• _Task goal_: Write out every line of the material below as a numbered list, leaving out the blank lines.

# # # # #

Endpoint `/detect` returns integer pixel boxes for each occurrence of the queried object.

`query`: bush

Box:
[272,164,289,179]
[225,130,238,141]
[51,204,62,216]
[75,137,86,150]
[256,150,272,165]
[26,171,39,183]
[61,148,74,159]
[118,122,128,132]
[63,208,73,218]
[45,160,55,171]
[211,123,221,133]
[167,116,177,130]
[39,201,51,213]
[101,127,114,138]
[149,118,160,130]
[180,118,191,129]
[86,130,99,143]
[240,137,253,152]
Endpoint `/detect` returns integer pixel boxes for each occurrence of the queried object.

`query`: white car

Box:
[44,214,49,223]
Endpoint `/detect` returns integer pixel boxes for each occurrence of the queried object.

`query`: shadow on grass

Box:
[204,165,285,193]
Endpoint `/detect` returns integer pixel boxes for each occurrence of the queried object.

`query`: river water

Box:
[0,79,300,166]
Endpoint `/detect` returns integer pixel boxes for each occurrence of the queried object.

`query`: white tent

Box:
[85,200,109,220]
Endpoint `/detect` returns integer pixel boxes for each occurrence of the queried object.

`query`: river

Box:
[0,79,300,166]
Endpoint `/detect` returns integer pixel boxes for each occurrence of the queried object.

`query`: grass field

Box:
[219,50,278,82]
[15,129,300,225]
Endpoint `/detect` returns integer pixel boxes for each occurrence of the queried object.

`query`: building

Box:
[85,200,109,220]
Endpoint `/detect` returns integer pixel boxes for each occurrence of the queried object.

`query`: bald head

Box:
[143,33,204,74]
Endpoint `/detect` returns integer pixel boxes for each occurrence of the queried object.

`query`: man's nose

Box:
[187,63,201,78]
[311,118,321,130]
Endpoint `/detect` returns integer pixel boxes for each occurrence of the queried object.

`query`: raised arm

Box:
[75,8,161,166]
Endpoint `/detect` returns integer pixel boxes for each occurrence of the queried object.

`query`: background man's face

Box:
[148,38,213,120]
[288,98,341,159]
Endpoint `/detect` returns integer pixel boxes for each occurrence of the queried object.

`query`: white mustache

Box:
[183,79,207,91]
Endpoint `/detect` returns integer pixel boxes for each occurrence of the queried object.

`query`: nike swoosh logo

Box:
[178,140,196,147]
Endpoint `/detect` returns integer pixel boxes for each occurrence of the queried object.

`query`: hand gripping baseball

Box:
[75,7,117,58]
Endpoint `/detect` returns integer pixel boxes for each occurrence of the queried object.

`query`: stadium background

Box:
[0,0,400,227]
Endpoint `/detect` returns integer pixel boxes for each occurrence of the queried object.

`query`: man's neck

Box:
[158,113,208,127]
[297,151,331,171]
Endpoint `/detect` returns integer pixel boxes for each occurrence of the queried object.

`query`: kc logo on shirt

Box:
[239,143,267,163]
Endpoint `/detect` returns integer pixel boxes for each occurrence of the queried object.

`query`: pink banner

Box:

# # # # #

• _Exercise response_:
1. Endpoint `/detect` returns integer pixel boxes for each occurrence of the queried object.
2. `query`: bush
3. Box:
4. [272,164,289,179]
5. [225,130,238,141]
6. [51,204,62,216]
7. [75,137,86,150]
8. [256,150,272,165]
9. [26,171,39,183]
10. [61,148,74,159]
11. [118,122,128,132]
12. [63,208,73,218]
13. [45,160,55,171]
14. [211,123,221,133]
15. [167,116,177,130]
16. [39,201,51,213]
17. [101,127,114,138]
18. [149,118,160,130]
19. [180,118,191,129]
20. [86,130,99,143]
21. [240,137,253,152]
22. Endpoint `/detect` returns integer pixel boxes for each occurrence of the queried object.
23. `query`: white car
24. Box:
25. [44,214,49,223]
26. Endpoint `/detect` returns integer pixel boxes for each occurrence of the queried object.
27. `query`: shadow on grass
28. Box:
29. [204,165,285,193]
30. Endpoint `/detect` returns integer pixel boxes for each occurrence of the queried object.
31. `query`: river water
32. Box:
33. [0,79,300,166]
34. Endpoint `/detect` returns integer pixel boxes for each occurrence of the queried object.
35. `query`: white tent
36. Box:
37. [85,200,109,220]
38. Endpoint `/detect` returns integer pixel boxes for each occurrence of the queried object.
39. `query`: river
40. Box:
41. [0,79,300,166]
42. Endpoint `/detect` returns integer pixel boxes for each occurrence of the queried object.
43. `query`: grass field
44. Box:
45. [219,50,278,82]
46. [15,129,300,225]
47. Endpoint `/detect` returns integer pixel boxes for each occurrence of the queried object.
48. `query`: building
49. Box:
50. [85,200,109,220]
51. Endpoint `/detect` returns integer pixel boxes for each occurrence of the queried object.
52. `query`: bald head
53. Box:
54. [143,33,204,74]
55. Endpoint `/detect` returns integer pixel boxes for each occurrence of the queried object.
56. `query`: man's nose
57. Box:
58. [187,63,201,78]
59. [311,118,321,130]
60. Endpoint `/detect` returns integer pixel boxes for each occurrence of the queried object.
61. `query`: raised arm
62. Box:
63. [75,8,161,166]
64. Endpoint `/detect` returns integer pixel boxes for each occurrence of the queried object.
65. `query`: background man's face
66. Box:
67. [148,38,213,120]
68. [288,98,341,159]
69. Endpoint `/detect` returns integer pixel boxes for each occurrence of the queried object.
70. `query`: white mustache
71. Box:
72. [183,79,207,91]
73. Endpoint `/detect` returns integer pixel boxes for each occurrence of the queried object.
74. `query`: nike swoosh logo
75. Box:
76. [178,140,196,147]
77. Endpoint `/detect` returns integer pixel boxes for each occurrence of the queried object.
78. `query`: hand gripping baseball
79. Box:
80. [75,7,117,58]
81. Endpoint `/detect` returns integer pixel boxes for each occurrence of the queried object.
82. `query`: stadium background
83. Box:
84. [0,0,400,227]
85. Endpoint `/detect` returns integer pixel boxes for each occurrence of the queried object.
86. `query`: man's neck
87. Box:
88. [158,113,208,127]
89. [297,151,331,171]
90. Endpoint `/detect` returns integer pixel boxes for each occurrence of the queried object.
91. `query`: kc logo on shirt
92. Box:
93. [239,143,267,163]
94. Endpoint `/detect` returns integer pixel boxes for each occurrence of the queried object.
95. `query`: pink banner
96. Box:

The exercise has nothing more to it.